Entries supplied start

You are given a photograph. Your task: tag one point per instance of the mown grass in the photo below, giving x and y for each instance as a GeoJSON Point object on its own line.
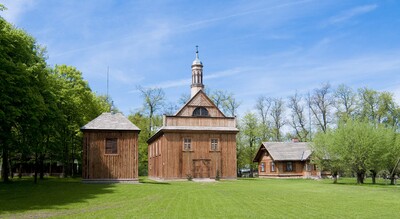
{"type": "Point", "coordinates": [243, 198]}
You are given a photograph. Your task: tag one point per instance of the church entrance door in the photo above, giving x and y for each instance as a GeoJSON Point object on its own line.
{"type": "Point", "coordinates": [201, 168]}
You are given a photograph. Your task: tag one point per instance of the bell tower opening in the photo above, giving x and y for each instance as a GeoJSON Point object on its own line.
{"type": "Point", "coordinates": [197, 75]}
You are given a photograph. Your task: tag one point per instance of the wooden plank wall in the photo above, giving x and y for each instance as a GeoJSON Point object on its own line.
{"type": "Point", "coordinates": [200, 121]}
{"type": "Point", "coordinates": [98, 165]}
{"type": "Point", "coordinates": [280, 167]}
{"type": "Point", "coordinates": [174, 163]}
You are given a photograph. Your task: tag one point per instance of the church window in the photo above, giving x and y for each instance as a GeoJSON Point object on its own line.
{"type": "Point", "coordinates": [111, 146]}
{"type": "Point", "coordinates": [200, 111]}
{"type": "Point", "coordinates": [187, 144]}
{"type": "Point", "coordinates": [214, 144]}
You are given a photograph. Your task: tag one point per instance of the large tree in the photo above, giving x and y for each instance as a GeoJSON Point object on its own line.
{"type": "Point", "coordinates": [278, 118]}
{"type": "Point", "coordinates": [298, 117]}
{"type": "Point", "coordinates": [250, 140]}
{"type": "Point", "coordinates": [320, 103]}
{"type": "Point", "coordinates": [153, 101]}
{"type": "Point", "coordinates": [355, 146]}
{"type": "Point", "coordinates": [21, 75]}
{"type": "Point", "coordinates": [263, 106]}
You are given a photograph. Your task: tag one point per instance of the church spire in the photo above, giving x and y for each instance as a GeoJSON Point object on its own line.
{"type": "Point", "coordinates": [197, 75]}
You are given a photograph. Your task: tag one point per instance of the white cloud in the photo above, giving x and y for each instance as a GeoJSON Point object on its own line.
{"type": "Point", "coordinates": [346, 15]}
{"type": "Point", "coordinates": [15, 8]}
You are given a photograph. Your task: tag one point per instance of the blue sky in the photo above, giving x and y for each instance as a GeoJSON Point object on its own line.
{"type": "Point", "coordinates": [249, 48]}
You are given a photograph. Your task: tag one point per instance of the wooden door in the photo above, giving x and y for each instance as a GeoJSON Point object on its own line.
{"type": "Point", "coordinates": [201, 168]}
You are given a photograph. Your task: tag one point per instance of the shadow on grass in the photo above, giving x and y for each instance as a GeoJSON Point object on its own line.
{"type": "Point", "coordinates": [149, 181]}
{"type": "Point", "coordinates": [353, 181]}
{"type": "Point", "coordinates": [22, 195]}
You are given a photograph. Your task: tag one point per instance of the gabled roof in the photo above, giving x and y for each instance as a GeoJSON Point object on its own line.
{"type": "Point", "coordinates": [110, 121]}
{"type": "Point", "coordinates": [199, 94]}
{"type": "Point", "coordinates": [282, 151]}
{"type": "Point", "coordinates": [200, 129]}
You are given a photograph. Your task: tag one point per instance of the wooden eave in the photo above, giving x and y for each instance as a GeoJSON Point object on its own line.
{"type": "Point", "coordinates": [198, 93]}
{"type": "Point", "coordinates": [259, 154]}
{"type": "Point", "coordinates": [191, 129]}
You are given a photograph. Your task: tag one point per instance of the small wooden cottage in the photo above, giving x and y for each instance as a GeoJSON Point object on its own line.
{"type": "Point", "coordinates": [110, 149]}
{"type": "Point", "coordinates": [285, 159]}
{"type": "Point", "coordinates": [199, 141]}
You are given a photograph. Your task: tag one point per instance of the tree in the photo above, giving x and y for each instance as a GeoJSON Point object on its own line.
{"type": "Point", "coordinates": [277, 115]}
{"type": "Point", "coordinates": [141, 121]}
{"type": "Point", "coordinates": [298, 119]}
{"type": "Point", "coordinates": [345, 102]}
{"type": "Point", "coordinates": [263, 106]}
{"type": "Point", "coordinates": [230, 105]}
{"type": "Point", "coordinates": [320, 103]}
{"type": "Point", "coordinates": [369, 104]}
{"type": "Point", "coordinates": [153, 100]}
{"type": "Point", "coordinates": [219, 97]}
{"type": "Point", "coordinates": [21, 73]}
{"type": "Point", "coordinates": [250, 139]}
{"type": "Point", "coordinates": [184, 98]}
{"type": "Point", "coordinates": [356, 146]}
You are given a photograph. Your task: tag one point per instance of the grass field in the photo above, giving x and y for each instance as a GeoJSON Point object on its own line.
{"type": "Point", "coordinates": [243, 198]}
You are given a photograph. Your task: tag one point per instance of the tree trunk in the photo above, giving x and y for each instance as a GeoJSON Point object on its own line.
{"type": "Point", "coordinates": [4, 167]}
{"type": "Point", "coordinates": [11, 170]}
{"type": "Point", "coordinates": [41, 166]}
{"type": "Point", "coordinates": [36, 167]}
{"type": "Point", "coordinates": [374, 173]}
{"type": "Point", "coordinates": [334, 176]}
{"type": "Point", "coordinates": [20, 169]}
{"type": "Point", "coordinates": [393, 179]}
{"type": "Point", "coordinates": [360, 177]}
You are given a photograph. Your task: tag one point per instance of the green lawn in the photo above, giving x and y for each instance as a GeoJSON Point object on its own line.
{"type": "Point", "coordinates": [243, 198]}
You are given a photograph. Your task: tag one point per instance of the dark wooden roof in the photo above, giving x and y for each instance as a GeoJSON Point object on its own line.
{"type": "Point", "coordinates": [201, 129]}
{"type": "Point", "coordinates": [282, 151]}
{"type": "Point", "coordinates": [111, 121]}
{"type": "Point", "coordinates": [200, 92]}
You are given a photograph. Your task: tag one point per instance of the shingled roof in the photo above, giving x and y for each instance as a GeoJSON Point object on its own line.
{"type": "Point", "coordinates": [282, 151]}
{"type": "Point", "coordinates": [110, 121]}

Entries supplied end

▸ **Job**: Give back each entry exactly as it appears, with no pictures.

▸ **Exercise answer**:
You are given a photograph. Your task: tag one point per instance of the mown grass in the photo below, giving x and y for each instance as a GeoJSON Point object on its own line.
{"type": "Point", "coordinates": [243, 198]}
You are given a photograph. Your task: tag one point per instance of the church entrance door in the photo above, giving x and y for each instance as a GeoJSON Point object on its own line.
{"type": "Point", "coordinates": [201, 168]}
You are given a photograph. Your task: tag one point per instance of the bell tower opening in the photo above, giving x and y for each instance as a GeoJSON Point object on its own line.
{"type": "Point", "coordinates": [197, 75]}
You are given a photograph. Your task: tag one point per instance of the wooden plank wall in the photo above, giving x and y for each instance as a GeoJSON Point object on its own line.
{"type": "Point", "coordinates": [200, 121]}
{"type": "Point", "coordinates": [98, 165]}
{"type": "Point", "coordinates": [280, 167]}
{"type": "Point", "coordinates": [174, 163]}
You are given a photograph. Your task: tag one point per instance of the church window in the photo above, giving x and y for each instance as a GeoJSON Point object on its own line.
{"type": "Point", "coordinates": [111, 146]}
{"type": "Point", "coordinates": [200, 111]}
{"type": "Point", "coordinates": [187, 144]}
{"type": "Point", "coordinates": [214, 144]}
You are given a photograph. Your task: tag one point per instance of the large tree in the photo above, giving x and y for each instance as a GeoJSON Point object on its own line.
{"type": "Point", "coordinates": [278, 118]}
{"type": "Point", "coordinates": [298, 117]}
{"type": "Point", "coordinates": [250, 140]}
{"type": "Point", "coordinates": [320, 103]}
{"type": "Point", "coordinates": [153, 101]}
{"type": "Point", "coordinates": [355, 146]}
{"type": "Point", "coordinates": [21, 75]}
{"type": "Point", "coordinates": [263, 106]}
You are given a photograph. Your task: tag one point per instance of the church spire in the photo above, giving x and y for each instance as a GeoJSON Point object on its own line.
{"type": "Point", "coordinates": [197, 75]}
You are given a photograph. Your task: tag one point per instance of the white cloud in the photo above, giving x and y for each instance as a GeoJSON Point object on its own line.
{"type": "Point", "coordinates": [346, 15]}
{"type": "Point", "coordinates": [15, 8]}
You are given a photograph. Your task: tag one point per instance of the blue sky in the photo above, giving x and y for each instance as a GeoJSON Point object on its own line.
{"type": "Point", "coordinates": [249, 48]}
You are given a photograph. Your task: tag one point per instance of the wooden door in the photo above, giving x and y for each instance as a GeoJSON Point object on its own line.
{"type": "Point", "coordinates": [201, 168]}
You are given a photograph. Your task: tag one point per instance of the shadow on grass in the photo above, giving x and y for each instance as a GeoJSON Point object on its own line.
{"type": "Point", "coordinates": [149, 181]}
{"type": "Point", "coordinates": [353, 181]}
{"type": "Point", "coordinates": [22, 195]}
You are given a photograph. Your task: tag one point per instance of the gabled roof in the photo above, giving x and y for each instance as a GeoJSON Point object on its own line.
{"type": "Point", "coordinates": [110, 121]}
{"type": "Point", "coordinates": [199, 94]}
{"type": "Point", "coordinates": [282, 151]}
{"type": "Point", "coordinates": [200, 129]}
You are given a photograph. Your task: tag one point per instance of the wooden eave in the photo above, giving x and y for each instance as a GeoJSON Point object on its own line.
{"type": "Point", "coordinates": [198, 93]}
{"type": "Point", "coordinates": [259, 154]}
{"type": "Point", "coordinates": [191, 129]}
You are given a photograph. Your task: tag one point per instance of the small wooden cottage in the photo above, giving x and y for each instance as a GeoJSON Point object on its own line.
{"type": "Point", "coordinates": [110, 149]}
{"type": "Point", "coordinates": [285, 159]}
{"type": "Point", "coordinates": [199, 141]}
You are given a photograph. Your task: tag one point per instance of the tree in the photo above, giving x and y for each instance as a GeoJSON Point object on its own line.
{"type": "Point", "coordinates": [277, 115]}
{"type": "Point", "coordinates": [141, 121]}
{"type": "Point", "coordinates": [298, 119]}
{"type": "Point", "coordinates": [345, 102]}
{"type": "Point", "coordinates": [263, 106]}
{"type": "Point", "coordinates": [230, 105]}
{"type": "Point", "coordinates": [320, 103]}
{"type": "Point", "coordinates": [369, 104]}
{"type": "Point", "coordinates": [153, 100]}
{"type": "Point", "coordinates": [219, 97]}
{"type": "Point", "coordinates": [21, 73]}
{"type": "Point", "coordinates": [250, 139]}
{"type": "Point", "coordinates": [184, 98]}
{"type": "Point", "coordinates": [356, 146]}
You are given a photograph. Your task: tag one point per instance of the grass field in the photo above, giving x and y for each instance as a GeoJSON Point object on its own line.
{"type": "Point", "coordinates": [243, 198]}
You are given a photograph. Your task: tag one point per instance of the tree trunk in the photo above, giving x and y for each instance as a GeoJSON Point object on its own line.
{"type": "Point", "coordinates": [4, 167]}
{"type": "Point", "coordinates": [11, 170]}
{"type": "Point", "coordinates": [41, 166]}
{"type": "Point", "coordinates": [36, 167]}
{"type": "Point", "coordinates": [374, 173]}
{"type": "Point", "coordinates": [334, 176]}
{"type": "Point", "coordinates": [20, 169]}
{"type": "Point", "coordinates": [393, 179]}
{"type": "Point", "coordinates": [360, 177]}
You are given a photograph. Your task: tag one point per instance of the green lawn in the photo above, giving x and y for each instance as a GeoJSON Point object on its own line.
{"type": "Point", "coordinates": [243, 198]}
You are given a photograph. Your task: tag one point per instance of the dark wooden roof in the photo above, giving x and y for each instance as a GeoJSON Point object on its own line.
{"type": "Point", "coordinates": [201, 129]}
{"type": "Point", "coordinates": [282, 151]}
{"type": "Point", "coordinates": [111, 121]}
{"type": "Point", "coordinates": [200, 92]}
You are given a photograph. Your task: tag one point per instance of the shingled roof in the photo above, giving x and y for each instance as a GeoJSON Point object on its own line.
{"type": "Point", "coordinates": [282, 151]}
{"type": "Point", "coordinates": [110, 121]}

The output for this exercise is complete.